Task to complete
Determine how many lines of the records below contain the string "blue", treating uppercase and lowercase as distinct. Provide only the number.

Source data
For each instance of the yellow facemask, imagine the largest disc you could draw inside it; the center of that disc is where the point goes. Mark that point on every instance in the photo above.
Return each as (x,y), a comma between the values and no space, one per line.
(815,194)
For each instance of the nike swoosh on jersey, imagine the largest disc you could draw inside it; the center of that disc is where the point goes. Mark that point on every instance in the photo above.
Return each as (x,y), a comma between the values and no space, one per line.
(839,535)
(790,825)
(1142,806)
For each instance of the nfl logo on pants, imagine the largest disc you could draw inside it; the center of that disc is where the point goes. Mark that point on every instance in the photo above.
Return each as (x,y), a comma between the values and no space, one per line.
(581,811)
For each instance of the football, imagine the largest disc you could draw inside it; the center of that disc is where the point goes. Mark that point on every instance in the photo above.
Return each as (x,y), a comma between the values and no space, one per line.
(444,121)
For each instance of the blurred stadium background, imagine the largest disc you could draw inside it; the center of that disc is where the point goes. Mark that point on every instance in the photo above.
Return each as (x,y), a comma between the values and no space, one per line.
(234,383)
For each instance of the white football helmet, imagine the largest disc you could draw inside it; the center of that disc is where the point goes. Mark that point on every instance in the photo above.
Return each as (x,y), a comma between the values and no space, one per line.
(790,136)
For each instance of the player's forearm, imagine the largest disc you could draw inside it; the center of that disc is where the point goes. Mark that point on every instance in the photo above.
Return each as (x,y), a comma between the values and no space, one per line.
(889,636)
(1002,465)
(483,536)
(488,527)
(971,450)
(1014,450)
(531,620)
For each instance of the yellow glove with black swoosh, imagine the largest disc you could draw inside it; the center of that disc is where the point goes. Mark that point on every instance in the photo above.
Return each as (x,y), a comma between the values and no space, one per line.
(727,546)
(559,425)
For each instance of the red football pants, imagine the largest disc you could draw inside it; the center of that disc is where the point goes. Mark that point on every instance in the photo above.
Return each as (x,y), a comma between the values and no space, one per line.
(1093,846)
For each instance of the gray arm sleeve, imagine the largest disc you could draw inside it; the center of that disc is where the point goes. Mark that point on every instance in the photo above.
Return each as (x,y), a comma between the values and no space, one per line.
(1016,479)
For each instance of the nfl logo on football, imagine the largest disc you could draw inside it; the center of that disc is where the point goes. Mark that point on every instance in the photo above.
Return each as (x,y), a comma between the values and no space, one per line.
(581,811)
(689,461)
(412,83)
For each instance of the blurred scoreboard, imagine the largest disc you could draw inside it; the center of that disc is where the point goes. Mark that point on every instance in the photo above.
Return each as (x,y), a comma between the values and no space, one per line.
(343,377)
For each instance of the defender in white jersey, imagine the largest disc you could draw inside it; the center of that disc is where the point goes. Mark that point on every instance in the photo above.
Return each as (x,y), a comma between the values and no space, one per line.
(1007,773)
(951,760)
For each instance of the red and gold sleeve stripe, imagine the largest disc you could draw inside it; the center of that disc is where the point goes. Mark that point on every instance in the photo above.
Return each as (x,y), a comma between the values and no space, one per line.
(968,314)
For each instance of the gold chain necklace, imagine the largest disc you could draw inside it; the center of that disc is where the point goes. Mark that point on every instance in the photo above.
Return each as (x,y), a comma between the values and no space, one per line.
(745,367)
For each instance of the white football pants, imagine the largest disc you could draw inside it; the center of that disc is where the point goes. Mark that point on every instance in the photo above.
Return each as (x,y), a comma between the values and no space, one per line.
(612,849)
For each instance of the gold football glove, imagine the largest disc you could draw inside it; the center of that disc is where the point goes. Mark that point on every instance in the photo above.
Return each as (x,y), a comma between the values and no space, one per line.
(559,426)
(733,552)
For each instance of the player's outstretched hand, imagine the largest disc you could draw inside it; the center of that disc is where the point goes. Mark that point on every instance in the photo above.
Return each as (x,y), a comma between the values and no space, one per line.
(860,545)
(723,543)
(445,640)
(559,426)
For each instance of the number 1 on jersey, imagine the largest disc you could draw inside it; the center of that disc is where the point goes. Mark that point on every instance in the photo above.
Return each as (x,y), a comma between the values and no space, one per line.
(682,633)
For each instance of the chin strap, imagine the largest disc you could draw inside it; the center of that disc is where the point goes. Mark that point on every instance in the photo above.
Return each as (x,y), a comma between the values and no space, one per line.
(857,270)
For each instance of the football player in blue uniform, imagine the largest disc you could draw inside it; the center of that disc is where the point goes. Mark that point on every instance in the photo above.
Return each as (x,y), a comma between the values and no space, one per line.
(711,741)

==

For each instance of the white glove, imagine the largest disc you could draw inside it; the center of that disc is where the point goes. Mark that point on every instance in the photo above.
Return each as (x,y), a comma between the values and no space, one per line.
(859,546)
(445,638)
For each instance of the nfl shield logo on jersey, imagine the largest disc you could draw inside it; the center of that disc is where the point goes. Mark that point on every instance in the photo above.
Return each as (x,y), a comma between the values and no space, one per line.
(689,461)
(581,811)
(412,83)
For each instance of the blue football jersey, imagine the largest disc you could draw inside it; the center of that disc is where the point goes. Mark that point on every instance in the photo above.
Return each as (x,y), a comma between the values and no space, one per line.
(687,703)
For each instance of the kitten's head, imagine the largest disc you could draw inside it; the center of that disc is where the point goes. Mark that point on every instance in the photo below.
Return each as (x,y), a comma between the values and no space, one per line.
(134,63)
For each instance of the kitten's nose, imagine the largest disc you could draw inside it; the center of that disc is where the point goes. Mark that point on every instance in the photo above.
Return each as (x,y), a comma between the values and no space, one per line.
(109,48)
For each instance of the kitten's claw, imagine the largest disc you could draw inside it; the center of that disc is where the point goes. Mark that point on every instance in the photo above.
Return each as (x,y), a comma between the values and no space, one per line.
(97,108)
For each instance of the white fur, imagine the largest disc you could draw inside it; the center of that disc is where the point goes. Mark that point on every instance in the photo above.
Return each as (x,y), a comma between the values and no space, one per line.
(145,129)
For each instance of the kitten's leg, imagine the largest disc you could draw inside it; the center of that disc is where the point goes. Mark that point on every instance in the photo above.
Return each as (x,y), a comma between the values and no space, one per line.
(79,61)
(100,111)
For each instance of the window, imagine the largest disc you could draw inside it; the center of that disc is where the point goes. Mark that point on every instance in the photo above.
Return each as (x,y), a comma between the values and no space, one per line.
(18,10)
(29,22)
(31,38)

Full output
2